PROBLEM TO SOLVE: The records that follow must be repeated exactly, except for their pictures.

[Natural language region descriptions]

------------------------------------------------------------

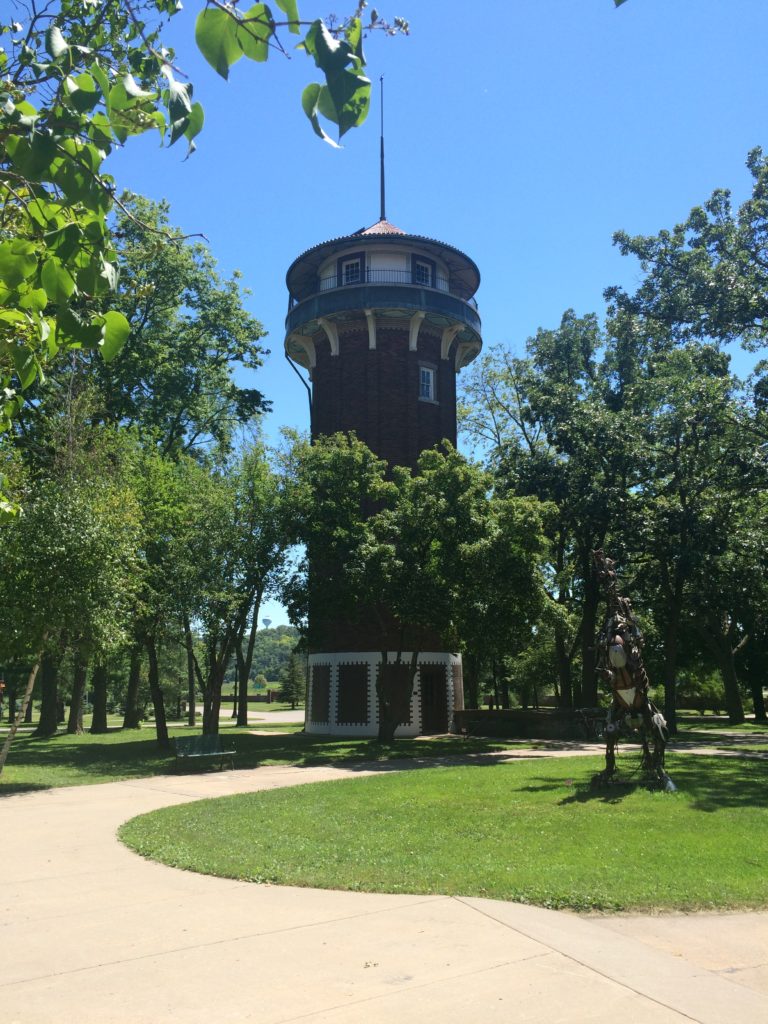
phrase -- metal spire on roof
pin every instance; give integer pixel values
(383, 215)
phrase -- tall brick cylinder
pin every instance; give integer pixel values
(382, 321)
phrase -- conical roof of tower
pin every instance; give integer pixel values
(381, 227)
(304, 267)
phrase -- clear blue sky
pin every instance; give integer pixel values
(524, 133)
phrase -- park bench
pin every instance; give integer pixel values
(189, 749)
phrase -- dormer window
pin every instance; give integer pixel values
(427, 384)
(422, 271)
(350, 269)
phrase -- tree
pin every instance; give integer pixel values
(418, 558)
(558, 426)
(79, 79)
(707, 278)
(237, 545)
(68, 572)
(293, 682)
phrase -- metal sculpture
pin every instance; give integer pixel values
(620, 665)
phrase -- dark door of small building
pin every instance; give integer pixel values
(433, 699)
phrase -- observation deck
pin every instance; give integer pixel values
(385, 275)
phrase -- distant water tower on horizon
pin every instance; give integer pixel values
(382, 321)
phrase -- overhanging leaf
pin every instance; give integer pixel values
(116, 333)
(215, 34)
(290, 7)
(55, 43)
(254, 32)
(309, 100)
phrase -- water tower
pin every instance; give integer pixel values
(382, 321)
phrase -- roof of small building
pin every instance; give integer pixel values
(381, 227)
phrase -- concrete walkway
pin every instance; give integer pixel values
(92, 934)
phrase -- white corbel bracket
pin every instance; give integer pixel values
(308, 345)
(416, 321)
(449, 333)
(465, 352)
(371, 317)
(332, 333)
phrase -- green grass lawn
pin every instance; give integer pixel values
(65, 760)
(532, 832)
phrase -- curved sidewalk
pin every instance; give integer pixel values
(93, 934)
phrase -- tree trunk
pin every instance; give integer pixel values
(671, 633)
(394, 688)
(49, 697)
(756, 685)
(589, 624)
(720, 645)
(156, 692)
(98, 685)
(212, 693)
(80, 673)
(190, 691)
(563, 670)
(733, 704)
(212, 704)
(245, 662)
(471, 673)
(131, 716)
(22, 713)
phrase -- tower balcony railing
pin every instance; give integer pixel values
(385, 276)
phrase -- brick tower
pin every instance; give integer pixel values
(382, 321)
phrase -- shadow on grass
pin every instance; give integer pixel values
(72, 760)
(708, 783)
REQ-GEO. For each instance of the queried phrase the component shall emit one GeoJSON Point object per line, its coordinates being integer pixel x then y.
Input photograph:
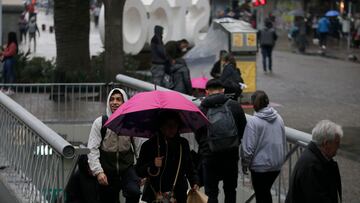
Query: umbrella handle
{"type": "Point", "coordinates": [154, 174]}
{"type": "Point", "coordinates": [158, 171]}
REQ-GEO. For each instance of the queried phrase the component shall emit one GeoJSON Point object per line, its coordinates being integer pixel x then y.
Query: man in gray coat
{"type": "Point", "coordinates": [316, 176]}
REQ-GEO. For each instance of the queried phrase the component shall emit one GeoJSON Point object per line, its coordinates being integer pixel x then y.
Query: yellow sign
{"type": "Point", "coordinates": [251, 39]}
{"type": "Point", "coordinates": [248, 73]}
{"type": "Point", "coordinates": [238, 40]}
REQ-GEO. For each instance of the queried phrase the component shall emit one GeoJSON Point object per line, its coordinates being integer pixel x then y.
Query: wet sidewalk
{"type": "Point", "coordinates": [46, 43]}
{"type": "Point", "coordinates": [335, 49]}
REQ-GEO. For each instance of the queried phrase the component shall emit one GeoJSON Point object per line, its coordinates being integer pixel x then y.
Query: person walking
{"type": "Point", "coordinates": [231, 77]}
{"type": "Point", "coordinates": [165, 161]}
{"type": "Point", "coordinates": [267, 40]}
{"type": "Point", "coordinates": [179, 70]}
{"type": "Point", "coordinates": [7, 56]}
{"type": "Point", "coordinates": [316, 176]}
{"type": "Point", "coordinates": [32, 29]}
{"type": "Point", "coordinates": [160, 69]}
{"type": "Point", "coordinates": [23, 26]}
{"type": "Point", "coordinates": [111, 158]}
{"type": "Point", "coordinates": [323, 31]}
{"type": "Point", "coordinates": [218, 66]}
{"type": "Point", "coordinates": [219, 143]}
{"type": "Point", "coordinates": [263, 147]}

------------------------------------------------------------

EXERCISE ANSWER:
phrase -- metal spire on roof
pin every instance; give integer pixel values
(383, 215)
phrase -- tall brick cylinder
pin every instance; give integer pixel values
(382, 321)
phrase -- conical roof of tower
pin every instance; give integer pixel values
(381, 227)
(304, 267)
phrase -- clear blue sky
pin every instance; give integer pixel values
(524, 133)
phrase -- park bench
pin every instance; give integer pixel values
(189, 749)
phrase -- dormer window
pin every instance; give integer pixel values
(427, 384)
(422, 271)
(350, 269)
phrase -- tree
pin every instance; give integer pixel values
(418, 558)
(558, 426)
(79, 79)
(707, 278)
(237, 545)
(68, 572)
(293, 682)
phrase -- metal sculpture
pin every instance; give integer pixel values
(620, 665)
phrase -- dark door of small building
pin every instance; give integer pixel values
(433, 699)
phrase -- observation deck
pin every instance; give integer pixel values
(385, 275)
phrase -- distant water tower on horizon
pin every instance; give integer pixel values
(382, 321)
phrase -- overhanging leaf
pin every instance; give integer pixel values
(116, 333)
(215, 34)
(290, 7)
(55, 43)
(254, 32)
(309, 100)
phrase -- water tower
pin every instance; give integer pixel values
(382, 321)
phrase -- roof of small building
pin every instance; give integer pixel values
(381, 227)
phrase -- concrete walkway
pin every instance; give integer pixel values
(92, 934)
phrase -- white corbel bracket
pin every instance; give integer pixel values
(308, 345)
(416, 321)
(449, 333)
(465, 352)
(371, 317)
(332, 333)
phrase -- green grass lawn
pin every instance; give integer pixel values
(65, 760)
(532, 832)
phrase -- curved sidewalk
pin every instance; give integer pixel values
(93, 934)
phrase -- tree trunk
pin every instance; give integer pixel values
(671, 633)
(394, 688)
(49, 697)
(756, 685)
(589, 624)
(720, 645)
(156, 692)
(98, 685)
(212, 693)
(80, 673)
(190, 691)
(563, 670)
(733, 704)
(212, 704)
(245, 662)
(471, 673)
(131, 716)
(22, 713)
phrase -- tower balcony railing
pin every instance; give integer pixel values
(385, 276)
phrase -- brick tower
pin every instance; give integer pixel values
(382, 321)
phrase -- shadow on grass
pin every instance; give integer pixel values
(72, 760)
(708, 783)
REQ-GEO. For each instance of the queried phrase the component shall emit one GeoJSON Point object per line, its coordinates being integer pixel x then y.
Input photograph:
Query: umbrella handle
{"type": "Point", "coordinates": [154, 174]}
{"type": "Point", "coordinates": [158, 171]}
REQ-GEO. For each instance of the queried phrase the component shall emit one GeoJSON Point object per line, its coordinates being integer pixel x then y.
Query: man in gray coat
{"type": "Point", "coordinates": [316, 176]}
REQ-GEO. For each instance of the queried phrase the component shall emit one GeoJSON Point object per line, its coordinates being integer pixel x then y.
Query: yellow sign
{"type": "Point", "coordinates": [251, 39]}
{"type": "Point", "coordinates": [248, 73]}
{"type": "Point", "coordinates": [238, 40]}
REQ-GEO. For each instance of the queried phrase the component shall emit one GeoJSON Point object per line, its coordinates being integer pixel x then y.
Query: wet sidewalk
{"type": "Point", "coordinates": [46, 43]}
{"type": "Point", "coordinates": [335, 49]}
REQ-GEO. For each instance of the queried phrase the component shall emit one GeoJSON Point object per line, its coordinates being integer pixel x then y.
Query: person walking
{"type": "Point", "coordinates": [231, 77]}
{"type": "Point", "coordinates": [165, 161]}
{"type": "Point", "coordinates": [267, 40]}
{"type": "Point", "coordinates": [179, 70]}
{"type": "Point", "coordinates": [7, 56]}
{"type": "Point", "coordinates": [316, 176]}
{"type": "Point", "coordinates": [32, 29]}
{"type": "Point", "coordinates": [160, 69]}
{"type": "Point", "coordinates": [23, 26]}
{"type": "Point", "coordinates": [111, 158]}
{"type": "Point", "coordinates": [323, 31]}
{"type": "Point", "coordinates": [218, 66]}
{"type": "Point", "coordinates": [219, 143]}
{"type": "Point", "coordinates": [263, 147]}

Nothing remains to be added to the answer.